[Source data — start]
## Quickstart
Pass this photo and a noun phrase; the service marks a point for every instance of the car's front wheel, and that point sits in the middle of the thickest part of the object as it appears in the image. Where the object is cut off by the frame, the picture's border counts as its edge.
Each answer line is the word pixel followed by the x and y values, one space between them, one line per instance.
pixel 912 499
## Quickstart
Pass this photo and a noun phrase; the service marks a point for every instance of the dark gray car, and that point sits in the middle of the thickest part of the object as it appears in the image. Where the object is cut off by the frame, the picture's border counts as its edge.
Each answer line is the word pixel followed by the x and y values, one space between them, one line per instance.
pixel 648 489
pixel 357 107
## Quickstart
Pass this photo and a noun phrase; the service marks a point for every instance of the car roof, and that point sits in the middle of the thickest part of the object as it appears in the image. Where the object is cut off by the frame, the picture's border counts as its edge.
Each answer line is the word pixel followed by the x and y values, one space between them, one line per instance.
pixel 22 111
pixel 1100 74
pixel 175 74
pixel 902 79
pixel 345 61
[Source data — finish]
[Source data — start]
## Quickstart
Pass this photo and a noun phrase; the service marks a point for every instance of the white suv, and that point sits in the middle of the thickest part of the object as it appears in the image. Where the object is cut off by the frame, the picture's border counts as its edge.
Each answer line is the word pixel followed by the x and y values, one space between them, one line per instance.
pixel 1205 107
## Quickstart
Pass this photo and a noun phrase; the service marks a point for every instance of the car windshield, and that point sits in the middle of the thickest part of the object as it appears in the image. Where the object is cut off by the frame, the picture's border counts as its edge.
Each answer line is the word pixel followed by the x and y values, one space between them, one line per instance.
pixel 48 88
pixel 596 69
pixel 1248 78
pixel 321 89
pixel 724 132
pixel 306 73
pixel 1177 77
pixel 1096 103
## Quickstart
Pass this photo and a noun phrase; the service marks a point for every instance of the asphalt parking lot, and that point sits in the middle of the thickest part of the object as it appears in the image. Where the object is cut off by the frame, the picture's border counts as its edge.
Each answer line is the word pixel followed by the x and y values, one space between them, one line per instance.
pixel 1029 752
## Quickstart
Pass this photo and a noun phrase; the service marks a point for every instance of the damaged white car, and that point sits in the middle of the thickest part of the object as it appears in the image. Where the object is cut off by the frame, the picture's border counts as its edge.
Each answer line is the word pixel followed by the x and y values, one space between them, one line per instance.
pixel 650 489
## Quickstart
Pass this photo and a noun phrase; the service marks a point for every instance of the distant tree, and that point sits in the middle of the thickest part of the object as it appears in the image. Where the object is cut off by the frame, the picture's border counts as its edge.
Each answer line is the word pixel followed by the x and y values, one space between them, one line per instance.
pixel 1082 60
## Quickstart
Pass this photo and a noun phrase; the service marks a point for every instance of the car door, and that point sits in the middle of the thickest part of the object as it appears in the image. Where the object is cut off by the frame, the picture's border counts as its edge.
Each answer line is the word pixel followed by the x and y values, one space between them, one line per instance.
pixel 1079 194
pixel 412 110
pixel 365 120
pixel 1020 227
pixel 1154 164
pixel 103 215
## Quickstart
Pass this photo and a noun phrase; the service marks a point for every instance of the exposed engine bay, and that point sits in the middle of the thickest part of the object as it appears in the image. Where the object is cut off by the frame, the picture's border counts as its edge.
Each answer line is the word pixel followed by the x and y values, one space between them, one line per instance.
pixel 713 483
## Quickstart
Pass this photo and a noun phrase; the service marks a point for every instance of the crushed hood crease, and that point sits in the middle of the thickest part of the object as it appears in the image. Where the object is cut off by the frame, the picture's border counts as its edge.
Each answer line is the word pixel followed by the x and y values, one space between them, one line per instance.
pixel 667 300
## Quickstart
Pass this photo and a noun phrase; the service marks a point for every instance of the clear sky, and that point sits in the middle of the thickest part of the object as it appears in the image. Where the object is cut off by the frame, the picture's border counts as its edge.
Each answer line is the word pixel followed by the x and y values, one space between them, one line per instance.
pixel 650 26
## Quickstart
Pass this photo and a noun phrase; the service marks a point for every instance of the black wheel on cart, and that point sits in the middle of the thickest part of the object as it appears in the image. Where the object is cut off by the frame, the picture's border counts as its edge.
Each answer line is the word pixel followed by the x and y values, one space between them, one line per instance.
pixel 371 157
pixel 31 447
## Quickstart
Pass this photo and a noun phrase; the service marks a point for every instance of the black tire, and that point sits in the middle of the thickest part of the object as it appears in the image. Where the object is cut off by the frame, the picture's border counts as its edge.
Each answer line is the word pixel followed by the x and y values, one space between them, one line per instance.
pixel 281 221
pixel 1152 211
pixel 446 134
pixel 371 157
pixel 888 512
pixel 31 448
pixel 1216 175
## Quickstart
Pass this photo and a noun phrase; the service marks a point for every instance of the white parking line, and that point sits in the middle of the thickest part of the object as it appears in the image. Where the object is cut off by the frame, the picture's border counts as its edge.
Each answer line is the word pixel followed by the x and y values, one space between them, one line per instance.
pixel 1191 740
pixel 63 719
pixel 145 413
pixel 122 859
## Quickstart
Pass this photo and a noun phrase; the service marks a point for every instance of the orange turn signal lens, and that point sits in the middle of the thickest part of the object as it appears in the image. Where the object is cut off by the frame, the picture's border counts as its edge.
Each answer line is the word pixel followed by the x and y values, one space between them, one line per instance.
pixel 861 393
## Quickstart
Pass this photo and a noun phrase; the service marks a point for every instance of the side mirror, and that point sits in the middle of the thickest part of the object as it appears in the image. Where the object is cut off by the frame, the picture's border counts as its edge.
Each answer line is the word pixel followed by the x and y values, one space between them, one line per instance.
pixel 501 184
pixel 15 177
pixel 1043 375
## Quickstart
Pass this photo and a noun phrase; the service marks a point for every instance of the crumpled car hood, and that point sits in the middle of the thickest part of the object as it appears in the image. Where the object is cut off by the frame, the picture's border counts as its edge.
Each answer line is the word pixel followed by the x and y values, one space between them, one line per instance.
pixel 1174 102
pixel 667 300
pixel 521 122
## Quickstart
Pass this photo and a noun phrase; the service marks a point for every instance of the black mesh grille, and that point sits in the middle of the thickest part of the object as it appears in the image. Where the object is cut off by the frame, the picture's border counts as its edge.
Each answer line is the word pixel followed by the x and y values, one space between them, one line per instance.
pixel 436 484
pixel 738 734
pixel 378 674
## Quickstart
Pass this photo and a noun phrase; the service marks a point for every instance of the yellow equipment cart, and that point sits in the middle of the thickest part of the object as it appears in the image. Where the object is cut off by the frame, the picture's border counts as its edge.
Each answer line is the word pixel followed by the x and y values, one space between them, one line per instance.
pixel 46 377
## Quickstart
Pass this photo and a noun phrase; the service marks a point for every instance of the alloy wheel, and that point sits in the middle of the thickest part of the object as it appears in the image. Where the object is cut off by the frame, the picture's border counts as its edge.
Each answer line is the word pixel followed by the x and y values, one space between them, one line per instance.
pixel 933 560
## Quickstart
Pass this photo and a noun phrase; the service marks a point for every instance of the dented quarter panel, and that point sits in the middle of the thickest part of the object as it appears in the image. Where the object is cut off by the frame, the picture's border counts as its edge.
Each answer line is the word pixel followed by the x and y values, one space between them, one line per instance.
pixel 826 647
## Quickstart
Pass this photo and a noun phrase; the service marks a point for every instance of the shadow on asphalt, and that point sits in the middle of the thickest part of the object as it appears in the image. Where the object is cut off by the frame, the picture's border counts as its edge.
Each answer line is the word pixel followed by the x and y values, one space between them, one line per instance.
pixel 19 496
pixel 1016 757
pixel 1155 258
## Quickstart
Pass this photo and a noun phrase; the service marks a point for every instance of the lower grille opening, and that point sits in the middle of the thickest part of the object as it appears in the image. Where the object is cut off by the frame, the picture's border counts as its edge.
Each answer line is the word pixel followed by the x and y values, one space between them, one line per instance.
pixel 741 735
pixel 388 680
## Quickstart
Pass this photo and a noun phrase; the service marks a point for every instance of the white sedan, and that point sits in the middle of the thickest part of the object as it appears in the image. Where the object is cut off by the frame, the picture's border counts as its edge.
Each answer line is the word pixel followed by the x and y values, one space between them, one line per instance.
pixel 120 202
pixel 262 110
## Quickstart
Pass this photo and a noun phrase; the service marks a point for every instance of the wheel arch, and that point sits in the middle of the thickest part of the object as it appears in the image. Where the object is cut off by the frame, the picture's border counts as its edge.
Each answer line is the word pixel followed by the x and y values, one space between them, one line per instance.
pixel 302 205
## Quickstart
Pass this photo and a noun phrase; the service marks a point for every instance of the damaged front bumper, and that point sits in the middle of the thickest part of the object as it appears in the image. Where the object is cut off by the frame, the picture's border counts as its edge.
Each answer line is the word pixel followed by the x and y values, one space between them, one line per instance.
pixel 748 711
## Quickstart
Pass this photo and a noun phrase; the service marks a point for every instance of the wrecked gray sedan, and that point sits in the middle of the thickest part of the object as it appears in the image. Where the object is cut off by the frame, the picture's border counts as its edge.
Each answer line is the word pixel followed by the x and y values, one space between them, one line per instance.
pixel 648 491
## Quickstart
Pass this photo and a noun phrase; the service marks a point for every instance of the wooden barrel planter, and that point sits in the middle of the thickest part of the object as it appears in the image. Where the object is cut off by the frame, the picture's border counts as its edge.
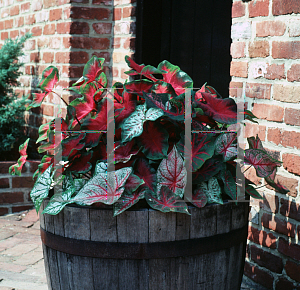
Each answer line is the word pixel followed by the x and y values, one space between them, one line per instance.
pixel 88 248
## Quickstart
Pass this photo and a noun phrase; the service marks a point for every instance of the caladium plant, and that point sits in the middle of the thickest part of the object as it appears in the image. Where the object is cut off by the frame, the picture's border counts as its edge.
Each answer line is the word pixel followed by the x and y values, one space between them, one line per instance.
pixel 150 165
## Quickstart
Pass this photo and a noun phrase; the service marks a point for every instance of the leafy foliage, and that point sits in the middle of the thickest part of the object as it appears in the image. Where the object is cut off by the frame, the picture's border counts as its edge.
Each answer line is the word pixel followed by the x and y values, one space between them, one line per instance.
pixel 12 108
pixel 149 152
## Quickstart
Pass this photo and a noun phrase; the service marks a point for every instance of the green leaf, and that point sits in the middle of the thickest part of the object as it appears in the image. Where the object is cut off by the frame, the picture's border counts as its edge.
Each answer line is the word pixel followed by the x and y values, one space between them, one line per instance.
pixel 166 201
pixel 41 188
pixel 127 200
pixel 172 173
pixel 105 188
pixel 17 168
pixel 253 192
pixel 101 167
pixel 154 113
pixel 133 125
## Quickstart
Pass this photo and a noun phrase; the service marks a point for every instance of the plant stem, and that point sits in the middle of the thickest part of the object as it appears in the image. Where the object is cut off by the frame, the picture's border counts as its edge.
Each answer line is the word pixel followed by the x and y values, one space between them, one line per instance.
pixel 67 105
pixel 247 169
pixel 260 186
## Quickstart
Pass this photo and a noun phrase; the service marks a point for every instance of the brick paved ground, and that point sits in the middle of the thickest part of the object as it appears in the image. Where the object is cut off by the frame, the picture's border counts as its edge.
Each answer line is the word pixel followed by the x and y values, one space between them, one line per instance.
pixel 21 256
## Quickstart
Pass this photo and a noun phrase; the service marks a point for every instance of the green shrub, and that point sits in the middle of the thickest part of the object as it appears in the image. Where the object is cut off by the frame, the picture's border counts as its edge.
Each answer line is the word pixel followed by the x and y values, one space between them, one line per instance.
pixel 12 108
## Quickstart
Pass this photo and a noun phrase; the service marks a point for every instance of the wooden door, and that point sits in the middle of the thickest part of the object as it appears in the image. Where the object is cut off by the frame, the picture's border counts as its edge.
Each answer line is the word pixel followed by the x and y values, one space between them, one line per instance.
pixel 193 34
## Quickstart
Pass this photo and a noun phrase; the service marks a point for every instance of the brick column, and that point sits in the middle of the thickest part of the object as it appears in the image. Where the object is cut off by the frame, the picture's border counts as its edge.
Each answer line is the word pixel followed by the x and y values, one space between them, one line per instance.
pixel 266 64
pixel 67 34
[Source data — finish]
[Source data — start]
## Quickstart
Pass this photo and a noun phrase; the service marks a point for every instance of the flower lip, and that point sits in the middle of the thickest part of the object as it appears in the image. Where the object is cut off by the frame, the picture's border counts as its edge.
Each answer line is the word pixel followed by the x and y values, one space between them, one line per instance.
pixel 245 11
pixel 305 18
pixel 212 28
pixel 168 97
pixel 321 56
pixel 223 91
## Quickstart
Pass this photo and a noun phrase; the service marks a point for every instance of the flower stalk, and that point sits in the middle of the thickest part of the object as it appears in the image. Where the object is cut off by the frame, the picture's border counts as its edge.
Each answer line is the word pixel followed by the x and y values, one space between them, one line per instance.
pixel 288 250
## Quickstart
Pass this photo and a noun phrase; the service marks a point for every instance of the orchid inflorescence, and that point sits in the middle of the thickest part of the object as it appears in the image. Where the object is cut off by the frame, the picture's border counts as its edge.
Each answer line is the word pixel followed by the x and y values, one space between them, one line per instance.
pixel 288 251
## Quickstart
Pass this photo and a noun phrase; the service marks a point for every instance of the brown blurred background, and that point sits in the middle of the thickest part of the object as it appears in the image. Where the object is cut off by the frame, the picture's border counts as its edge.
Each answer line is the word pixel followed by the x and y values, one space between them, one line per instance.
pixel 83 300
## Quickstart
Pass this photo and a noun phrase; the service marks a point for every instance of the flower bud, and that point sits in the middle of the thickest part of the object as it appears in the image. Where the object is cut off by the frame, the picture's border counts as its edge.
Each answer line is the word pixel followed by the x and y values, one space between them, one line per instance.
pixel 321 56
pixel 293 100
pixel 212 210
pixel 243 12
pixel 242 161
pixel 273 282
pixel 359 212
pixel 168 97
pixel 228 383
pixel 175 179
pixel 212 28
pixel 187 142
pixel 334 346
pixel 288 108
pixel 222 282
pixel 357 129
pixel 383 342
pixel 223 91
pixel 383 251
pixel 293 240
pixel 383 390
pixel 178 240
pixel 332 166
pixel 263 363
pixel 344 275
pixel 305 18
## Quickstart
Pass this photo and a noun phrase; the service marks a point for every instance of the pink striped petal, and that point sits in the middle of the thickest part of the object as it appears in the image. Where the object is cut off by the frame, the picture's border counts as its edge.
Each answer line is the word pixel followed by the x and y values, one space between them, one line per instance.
[Source data — finish]
--- Work required ---
For the records above, count the lines that contain the word "wheel" and give only that number.

--- Exercise answer ---
4